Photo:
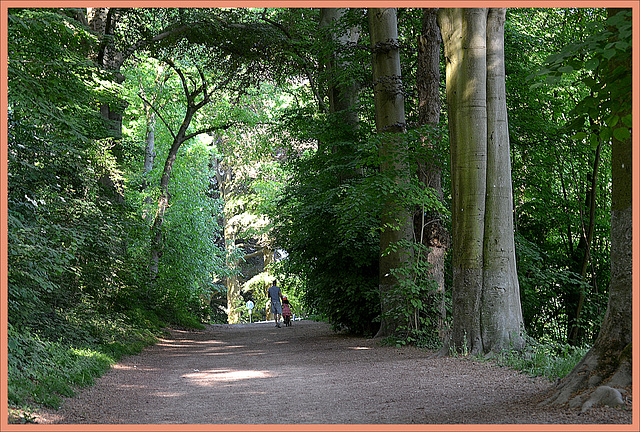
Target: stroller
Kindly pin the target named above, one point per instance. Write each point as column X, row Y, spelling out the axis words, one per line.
column 286, row 312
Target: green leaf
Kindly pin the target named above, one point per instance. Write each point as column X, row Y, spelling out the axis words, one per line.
column 591, row 64
column 622, row 134
column 579, row 136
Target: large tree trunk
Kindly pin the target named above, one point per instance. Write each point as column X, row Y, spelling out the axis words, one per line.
column 342, row 94
column 464, row 37
column 487, row 316
column 501, row 321
column 609, row 361
column 429, row 228
column 397, row 224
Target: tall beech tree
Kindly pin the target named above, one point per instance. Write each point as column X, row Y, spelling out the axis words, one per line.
column 486, row 300
column 430, row 229
column 396, row 222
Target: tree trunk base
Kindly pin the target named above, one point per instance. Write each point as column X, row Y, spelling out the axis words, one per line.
column 593, row 382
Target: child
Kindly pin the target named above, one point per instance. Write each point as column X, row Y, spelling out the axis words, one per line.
column 286, row 311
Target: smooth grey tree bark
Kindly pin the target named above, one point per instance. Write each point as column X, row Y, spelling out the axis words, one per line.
column 487, row 315
column 502, row 322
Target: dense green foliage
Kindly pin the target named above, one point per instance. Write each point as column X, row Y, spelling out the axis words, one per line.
column 298, row 181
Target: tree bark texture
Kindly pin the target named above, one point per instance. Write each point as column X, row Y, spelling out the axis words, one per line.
column 486, row 300
column 342, row 95
column 396, row 222
column 502, row 322
column 429, row 229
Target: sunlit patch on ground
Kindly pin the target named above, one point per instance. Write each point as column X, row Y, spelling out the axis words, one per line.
column 224, row 376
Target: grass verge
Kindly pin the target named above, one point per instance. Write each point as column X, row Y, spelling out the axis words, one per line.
column 42, row 371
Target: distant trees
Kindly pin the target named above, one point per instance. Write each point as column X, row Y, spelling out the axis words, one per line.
column 340, row 179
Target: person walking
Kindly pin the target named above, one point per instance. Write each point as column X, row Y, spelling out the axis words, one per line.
column 276, row 307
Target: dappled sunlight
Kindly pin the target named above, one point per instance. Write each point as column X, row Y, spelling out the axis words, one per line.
column 133, row 367
column 218, row 376
column 167, row 394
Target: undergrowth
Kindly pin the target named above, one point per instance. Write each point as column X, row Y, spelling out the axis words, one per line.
column 43, row 369
column 550, row 360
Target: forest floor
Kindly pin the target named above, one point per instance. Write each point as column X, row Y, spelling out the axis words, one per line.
column 257, row 374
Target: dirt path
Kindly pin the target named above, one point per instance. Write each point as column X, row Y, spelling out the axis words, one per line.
column 259, row 374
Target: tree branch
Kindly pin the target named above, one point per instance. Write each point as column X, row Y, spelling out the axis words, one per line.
column 158, row 113
column 209, row 129
column 144, row 42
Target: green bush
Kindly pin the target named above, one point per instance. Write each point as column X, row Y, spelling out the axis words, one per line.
column 42, row 370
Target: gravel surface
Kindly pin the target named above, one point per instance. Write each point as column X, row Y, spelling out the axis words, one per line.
column 306, row 374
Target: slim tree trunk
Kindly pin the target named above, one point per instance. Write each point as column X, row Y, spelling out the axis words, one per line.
column 430, row 230
column 390, row 121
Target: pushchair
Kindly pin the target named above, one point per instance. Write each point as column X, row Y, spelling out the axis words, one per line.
column 286, row 312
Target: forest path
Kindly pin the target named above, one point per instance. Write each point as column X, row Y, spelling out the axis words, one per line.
column 260, row 374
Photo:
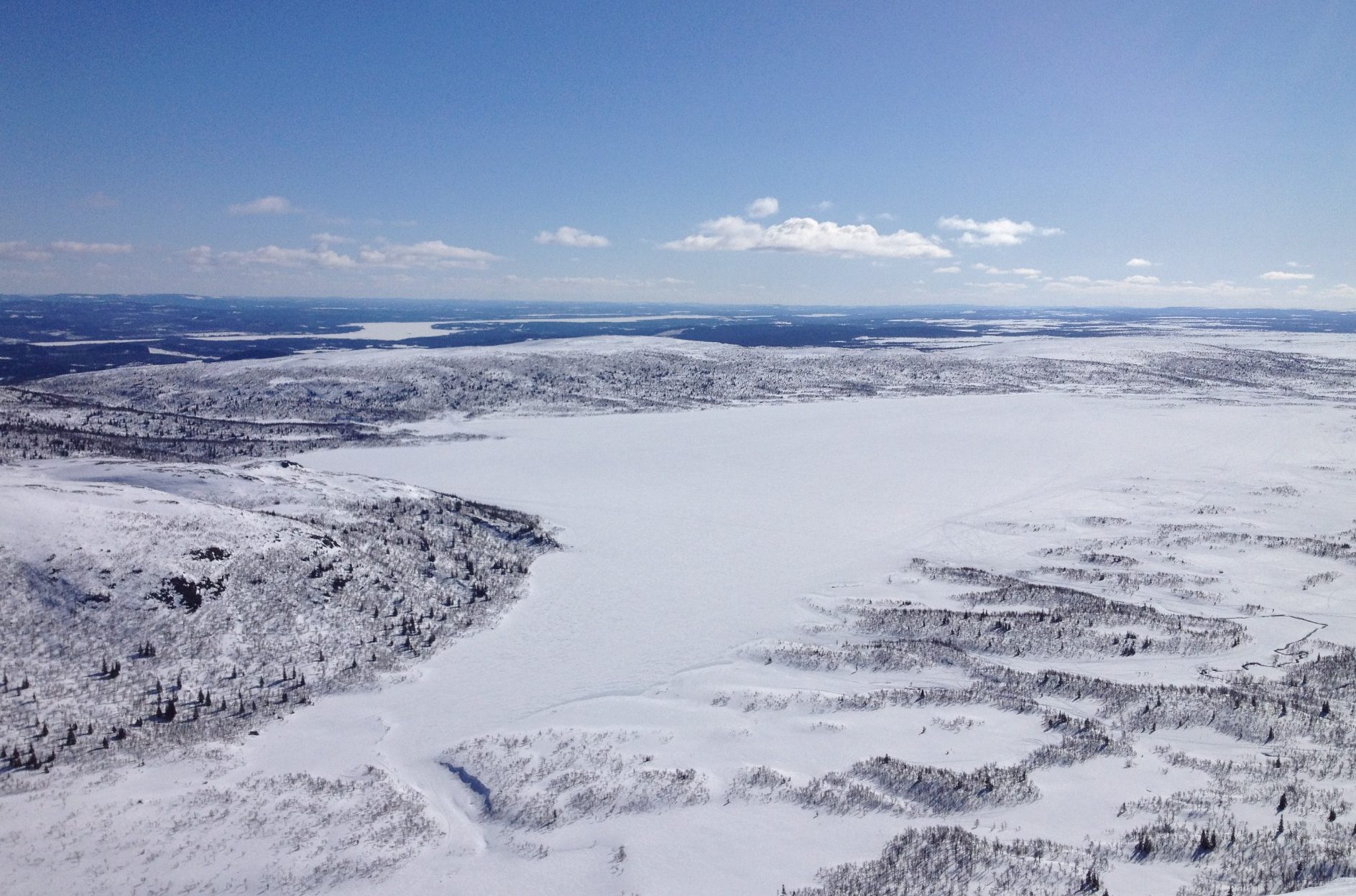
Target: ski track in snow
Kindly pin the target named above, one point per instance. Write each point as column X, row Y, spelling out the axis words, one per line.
column 689, row 536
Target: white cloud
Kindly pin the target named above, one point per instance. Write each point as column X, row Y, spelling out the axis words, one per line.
column 91, row 249
column 1000, row 272
column 574, row 238
column 1140, row 287
column 24, row 251
column 762, row 208
column 330, row 239
column 807, row 235
column 269, row 257
column 429, row 255
column 264, row 205
column 998, row 232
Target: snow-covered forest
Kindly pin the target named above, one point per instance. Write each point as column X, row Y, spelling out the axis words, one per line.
column 1023, row 617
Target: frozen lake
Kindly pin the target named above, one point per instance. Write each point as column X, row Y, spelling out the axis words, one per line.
column 691, row 535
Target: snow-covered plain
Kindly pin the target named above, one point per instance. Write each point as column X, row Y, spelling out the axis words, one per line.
column 665, row 711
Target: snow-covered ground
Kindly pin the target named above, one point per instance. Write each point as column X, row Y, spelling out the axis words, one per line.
column 708, row 688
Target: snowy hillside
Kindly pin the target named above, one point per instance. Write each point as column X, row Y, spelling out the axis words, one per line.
column 1031, row 616
column 144, row 597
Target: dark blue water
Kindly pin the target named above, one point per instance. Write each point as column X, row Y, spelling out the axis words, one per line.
column 167, row 324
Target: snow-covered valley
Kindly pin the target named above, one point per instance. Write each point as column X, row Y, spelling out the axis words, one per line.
column 779, row 636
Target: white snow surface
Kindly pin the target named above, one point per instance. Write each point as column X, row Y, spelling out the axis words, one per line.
column 692, row 538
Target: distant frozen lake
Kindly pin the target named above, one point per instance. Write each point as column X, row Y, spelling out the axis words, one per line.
column 691, row 535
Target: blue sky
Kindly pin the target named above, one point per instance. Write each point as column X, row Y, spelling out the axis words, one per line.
column 799, row 154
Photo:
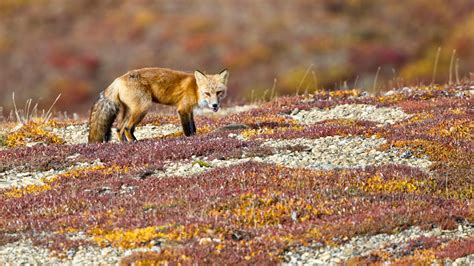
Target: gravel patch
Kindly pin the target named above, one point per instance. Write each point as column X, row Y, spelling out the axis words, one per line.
column 340, row 152
column 225, row 111
column 77, row 134
column 326, row 153
column 383, row 115
column 364, row 245
column 14, row 178
column 23, row 252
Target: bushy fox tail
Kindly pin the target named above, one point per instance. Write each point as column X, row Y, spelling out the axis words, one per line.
column 102, row 117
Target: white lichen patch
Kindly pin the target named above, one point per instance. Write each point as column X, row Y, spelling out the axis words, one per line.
column 14, row 178
column 77, row 134
column 334, row 152
column 383, row 115
column 339, row 152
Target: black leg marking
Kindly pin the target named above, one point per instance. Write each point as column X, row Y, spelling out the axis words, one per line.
column 187, row 123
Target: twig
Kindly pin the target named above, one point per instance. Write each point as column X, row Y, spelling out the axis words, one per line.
column 375, row 80
column 451, row 67
column 355, row 82
column 303, row 79
column 49, row 113
column 435, row 67
column 456, row 71
column 18, row 118
column 272, row 93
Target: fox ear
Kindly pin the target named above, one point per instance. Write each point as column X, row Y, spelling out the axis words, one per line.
column 200, row 77
column 224, row 75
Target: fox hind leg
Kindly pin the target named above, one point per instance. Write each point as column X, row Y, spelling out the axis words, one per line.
column 132, row 122
column 187, row 122
column 121, row 118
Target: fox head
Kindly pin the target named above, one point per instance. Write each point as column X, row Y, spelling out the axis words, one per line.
column 211, row 88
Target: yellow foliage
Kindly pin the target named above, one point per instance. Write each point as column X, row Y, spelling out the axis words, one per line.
column 31, row 132
column 73, row 173
column 30, row 189
column 377, row 184
column 248, row 133
column 269, row 209
column 142, row 237
column 458, row 129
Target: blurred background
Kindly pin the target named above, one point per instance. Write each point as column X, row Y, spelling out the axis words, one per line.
column 77, row 48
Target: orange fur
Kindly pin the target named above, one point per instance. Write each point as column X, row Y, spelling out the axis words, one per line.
■ ■ ■ ■ ■ ■ ■
Kopiere den Abschnitt von der Zeile mit „Target: slim tree trunk“ bis einschließlich der Zeile mit „column 390, row 121“ Zeichen für Zeichen.

**Erwartete Ausgabe**:
Target: slim tree trunk
Kindly pin the target named above, one point per instance. Write each point as column X, row Y, spelling out the axis words, one per line.
column 430, row 230
column 390, row 121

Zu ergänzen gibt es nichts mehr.